# Problem
Write out the material below as a JSON list of strings, one string per line, and skip blank lines. Leave the pictures out of the list.

start Dataset entries

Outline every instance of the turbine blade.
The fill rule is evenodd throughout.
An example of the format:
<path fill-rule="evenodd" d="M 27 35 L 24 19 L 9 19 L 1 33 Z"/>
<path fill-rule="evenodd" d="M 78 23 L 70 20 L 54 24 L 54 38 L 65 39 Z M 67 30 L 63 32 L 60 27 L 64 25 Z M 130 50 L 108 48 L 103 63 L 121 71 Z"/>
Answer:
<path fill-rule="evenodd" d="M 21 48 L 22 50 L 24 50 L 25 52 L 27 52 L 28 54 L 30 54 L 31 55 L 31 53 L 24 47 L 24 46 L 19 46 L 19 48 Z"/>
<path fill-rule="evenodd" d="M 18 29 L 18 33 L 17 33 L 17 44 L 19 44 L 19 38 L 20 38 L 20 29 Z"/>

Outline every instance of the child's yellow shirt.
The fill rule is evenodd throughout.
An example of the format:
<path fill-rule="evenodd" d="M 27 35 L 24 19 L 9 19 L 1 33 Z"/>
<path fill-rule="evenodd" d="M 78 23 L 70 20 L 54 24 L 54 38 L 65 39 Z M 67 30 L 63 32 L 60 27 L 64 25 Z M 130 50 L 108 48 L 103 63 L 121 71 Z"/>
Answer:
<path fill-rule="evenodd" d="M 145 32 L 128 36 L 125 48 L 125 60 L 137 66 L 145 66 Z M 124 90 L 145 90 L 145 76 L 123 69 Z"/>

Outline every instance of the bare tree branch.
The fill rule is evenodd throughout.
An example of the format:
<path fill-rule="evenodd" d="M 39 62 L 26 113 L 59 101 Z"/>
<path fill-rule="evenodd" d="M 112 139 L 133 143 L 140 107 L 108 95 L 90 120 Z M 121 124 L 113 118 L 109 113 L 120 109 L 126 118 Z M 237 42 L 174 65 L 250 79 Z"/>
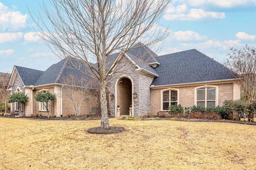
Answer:
<path fill-rule="evenodd" d="M 169 1 L 52 0 L 50 6 L 41 6 L 44 14 L 33 18 L 38 35 L 57 56 L 79 59 L 87 68 L 80 71 L 99 81 L 102 127 L 109 127 L 106 85 L 116 73 L 126 72 L 114 69 L 121 60 L 108 57 L 118 53 L 122 58 L 140 41 L 143 44 L 136 48 L 154 46 L 164 39 L 170 31 L 158 24 Z M 139 55 L 136 57 L 144 57 Z"/>

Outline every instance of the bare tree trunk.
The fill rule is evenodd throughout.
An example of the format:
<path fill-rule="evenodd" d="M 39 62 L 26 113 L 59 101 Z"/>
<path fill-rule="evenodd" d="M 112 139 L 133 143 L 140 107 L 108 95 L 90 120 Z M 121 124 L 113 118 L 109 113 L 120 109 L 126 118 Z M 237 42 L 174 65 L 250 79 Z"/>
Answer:
<path fill-rule="evenodd" d="M 4 106 L 4 115 L 6 115 L 6 110 L 7 109 L 7 102 L 6 101 L 4 103 L 5 104 Z"/>
<path fill-rule="evenodd" d="M 101 127 L 109 128 L 109 121 L 108 116 L 107 97 L 106 93 L 106 84 L 100 84 L 100 109 L 101 109 Z"/>

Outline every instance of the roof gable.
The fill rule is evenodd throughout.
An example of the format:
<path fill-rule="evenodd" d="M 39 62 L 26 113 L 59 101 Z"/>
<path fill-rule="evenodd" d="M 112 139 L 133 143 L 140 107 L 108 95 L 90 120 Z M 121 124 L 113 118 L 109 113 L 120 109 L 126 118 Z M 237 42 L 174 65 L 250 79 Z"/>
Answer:
<path fill-rule="evenodd" d="M 52 65 L 44 72 L 35 82 L 34 86 L 56 83 L 62 73 L 62 71 L 64 69 L 64 62 L 62 60 Z"/>
<path fill-rule="evenodd" d="M 151 85 L 161 86 L 233 78 L 230 71 L 195 49 L 159 56 Z"/>
<path fill-rule="evenodd" d="M 34 85 L 44 72 L 43 71 L 17 66 L 14 66 L 14 68 L 17 70 L 24 86 Z"/>

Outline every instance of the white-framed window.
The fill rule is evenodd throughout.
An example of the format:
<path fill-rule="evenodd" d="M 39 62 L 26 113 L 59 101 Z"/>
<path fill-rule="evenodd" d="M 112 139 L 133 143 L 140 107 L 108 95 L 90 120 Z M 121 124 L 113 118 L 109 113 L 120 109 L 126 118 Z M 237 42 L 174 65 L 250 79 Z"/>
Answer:
<path fill-rule="evenodd" d="M 44 93 L 46 93 L 46 92 L 47 90 L 44 89 L 43 90 L 40 90 L 40 92 L 43 92 Z M 45 102 L 39 102 L 39 110 L 40 111 L 46 111 L 46 103 Z"/>
<path fill-rule="evenodd" d="M 161 90 L 161 110 L 167 110 L 170 105 L 179 104 L 178 89 Z"/>
<path fill-rule="evenodd" d="M 15 105 L 15 110 L 16 111 L 19 110 L 20 109 L 20 105 L 19 103 L 17 102 L 14 102 Z M 22 111 L 23 110 L 23 104 L 21 104 L 21 109 L 20 109 Z"/>
<path fill-rule="evenodd" d="M 218 106 L 217 86 L 201 86 L 195 90 L 195 105 L 204 107 L 215 107 Z"/>

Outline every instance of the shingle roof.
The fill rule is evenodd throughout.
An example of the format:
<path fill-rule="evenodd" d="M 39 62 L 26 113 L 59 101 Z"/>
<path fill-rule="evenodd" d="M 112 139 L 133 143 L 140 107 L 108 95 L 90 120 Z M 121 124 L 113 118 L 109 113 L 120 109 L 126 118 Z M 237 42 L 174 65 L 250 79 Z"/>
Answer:
<path fill-rule="evenodd" d="M 52 65 L 44 71 L 34 86 L 39 86 L 56 83 L 64 67 L 64 62 L 61 61 Z"/>
<path fill-rule="evenodd" d="M 14 66 L 24 86 L 34 85 L 44 72 L 43 71 Z"/>
<path fill-rule="evenodd" d="M 158 77 L 151 85 L 182 84 L 233 79 L 226 67 L 195 49 L 156 57 Z"/>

end Dataset entries

# Response to this exercise
[
  "Outline every instance of the turbine blade.",
  "The fill rule is evenodd throughout.",
  "An example of the format:",
  "<path fill-rule=\"evenodd\" d=\"M 27 35 L 24 19 L 9 19 L 1 33 Z\"/>",
  "<path fill-rule=\"evenodd\" d=\"M 78 23 L 70 20 L 54 24 L 54 38 L 65 39 Z M 67 30 L 63 32 L 60 27 L 64 25 Z M 130 50 L 108 48 L 103 63 L 121 71 Z\"/>",
  "Answer:",
  "<path fill-rule=\"evenodd\" d=\"M 21 48 L 22 50 L 24 50 L 25 52 L 27 52 L 28 54 L 30 54 L 31 55 L 31 53 L 24 47 L 24 46 L 19 46 L 19 48 Z\"/>",
  "<path fill-rule=\"evenodd\" d=\"M 18 29 L 18 33 L 17 33 L 17 44 L 19 44 L 19 38 L 20 38 L 20 29 Z\"/>",
  "Outline every instance of the child's yellow shirt.",
  "The fill rule is evenodd throughout.",
  "An example of the format:",
  "<path fill-rule=\"evenodd\" d=\"M 27 35 L 24 19 L 9 19 L 1 33 Z\"/>",
  "<path fill-rule=\"evenodd\" d=\"M 78 23 L 70 20 L 54 24 L 54 38 L 65 39 Z M 67 30 L 63 32 L 60 27 L 64 25 Z M 130 50 L 108 48 L 103 63 L 121 71 Z\"/>",
  "Answer:",
  "<path fill-rule=\"evenodd\" d=\"M 145 32 L 128 36 L 125 48 L 125 60 L 137 66 L 145 66 Z M 124 90 L 145 90 L 145 76 L 123 69 Z\"/>",
  "Outline every instance of the bare tree branch.",
  "The fill rule is evenodd throughout.",
  "An example of the format:",
  "<path fill-rule=\"evenodd\" d=\"M 39 62 L 26 113 L 59 101 Z\"/>",
  "<path fill-rule=\"evenodd\" d=\"M 112 139 L 133 143 L 140 107 L 108 95 L 90 120 Z M 121 124 L 113 118 L 109 113 L 120 109 L 126 118 Z M 237 42 L 174 65 L 250 79 Z\"/>",
  "Answer:",
  "<path fill-rule=\"evenodd\" d=\"M 169 1 L 52 0 L 50 6 L 41 6 L 44 14 L 33 18 L 38 35 L 57 56 L 79 59 L 87 68 L 80 71 L 99 81 L 102 127 L 109 127 L 106 85 L 116 73 L 126 72 L 114 69 L 121 60 L 108 57 L 118 53 L 122 58 L 140 41 L 143 44 L 136 48 L 154 46 L 164 39 L 170 31 L 158 24 Z M 139 55 L 136 57 L 144 57 Z\"/>",
  "Outline every instance of the bare tree trunk.",
  "The fill rule is evenodd throughout.",
  "An example of the format:",
  "<path fill-rule=\"evenodd\" d=\"M 39 62 L 26 113 L 59 101 Z\"/>",
  "<path fill-rule=\"evenodd\" d=\"M 112 139 L 133 143 L 140 107 L 108 95 L 90 120 Z M 121 124 L 113 118 L 109 113 L 120 109 L 126 118 Z M 237 42 L 174 65 L 250 79 Z\"/>",
  "Answer:",
  "<path fill-rule=\"evenodd\" d=\"M 4 106 L 4 115 L 6 115 L 6 110 L 7 109 L 7 102 L 6 101 L 4 103 L 5 104 Z\"/>",
  "<path fill-rule=\"evenodd\" d=\"M 101 127 L 109 128 L 109 121 L 108 116 L 107 97 L 106 93 L 106 84 L 100 84 L 100 109 L 101 109 Z\"/>",
  "Outline every instance of the roof gable.",
  "The fill rule is evenodd throughout.",
  "An example of the format:",
  "<path fill-rule=\"evenodd\" d=\"M 39 62 L 26 113 L 59 101 Z\"/>",
  "<path fill-rule=\"evenodd\" d=\"M 112 139 L 133 143 L 140 107 L 108 95 L 90 120 Z M 121 124 L 113 118 L 109 113 L 120 109 L 126 118 Z M 237 42 L 174 65 L 250 79 Z\"/>",
  "Answer:",
  "<path fill-rule=\"evenodd\" d=\"M 52 65 L 44 72 L 35 82 L 34 86 L 56 83 L 62 73 L 62 71 L 64 69 L 64 62 L 62 60 Z\"/>",
  "<path fill-rule=\"evenodd\" d=\"M 151 85 L 161 86 L 233 78 L 230 71 L 195 49 L 159 56 Z\"/>",
  "<path fill-rule=\"evenodd\" d=\"M 34 85 L 44 72 L 43 71 L 17 66 L 14 66 L 14 68 L 17 70 L 24 86 Z\"/>",
  "Outline every instance of the white-framed window.",
  "The fill rule is evenodd throughout.",
  "An example of the format:",
  "<path fill-rule=\"evenodd\" d=\"M 39 62 L 26 113 L 59 101 Z\"/>",
  "<path fill-rule=\"evenodd\" d=\"M 112 139 L 133 143 L 140 107 L 108 95 L 90 120 Z M 121 124 L 113 118 L 109 113 L 120 109 L 126 118 Z M 237 42 L 174 65 L 250 79 Z\"/>",
  "Answer:",
  "<path fill-rule=\"evenodd\" d=\"M 44 93 L 46 93 L 46 92 L 47 90 L 44 89 L 43 90 L 40 90 L 40 92 L 43 92 Z M 45 102 L 39 102 L 39 110 L 40 111 L 46 111 L 46 103 Z\"/>",
  "<path fill-rule=\"evenodd\" d=\"M 161 90 L 161 110 L 167 110 L 170 105 L 179 104 L 178 89 Z\"/>",
  "<path fill-rule=\"evenodd\" d=\"M 15 105 L 15 110 L 16 111 L 19 110 L 20 109 L 20 105 L 19 103 L 17 102 L 14 102 Z M 22 111 L 23 110 L 23 104 L 21 104 L 21 109 L 20 109 Z\"/>",
  "<path fill-rule=\"evenodd\" d=\"M 218 106 L 217 86 L 201 86 L 195 90 L 195 105 L 204 107 L 215 107 Z\"/>",
  "Outline every instance of the shingle roof.",
  "The fill rule is evenodd throughout.",
  "An example of the format:",
  "<path fill-rule=\"evenodd\" d=\"M 39 62 L 26 113 L 59 101 Z\"/>",
  "<path fill-rule=\"evenodd\" d=\"M 112 139 L 133 143 L 140 107 L 108 95 L 90 120 Z M 121 124 L 113 118 L 109 113 L 120 109 L 126 118 Z M 237 42 L 174 65 L 250 79 Z\"/>",
  "Answer:",
  "<path fill-rule=\"evenodd\" d=\"M 52 65 L 44 71 L 34 86 L 39 86 L 56 83 L 64 67 L 64 62 L 61 61 Z\"/>",
  "<path fill-rule=\"evenodd\" d=\"M 14 66 L 24 86 L 34 85 L 44 72 L 43 71 Z\"/>",
  "<path fill-rule=\"evenodd\" d=\"M 158 77 L 151 85 L 182 84 L 233 79 L 226 67 L 195 49 L 156 57 Z\"/>"
]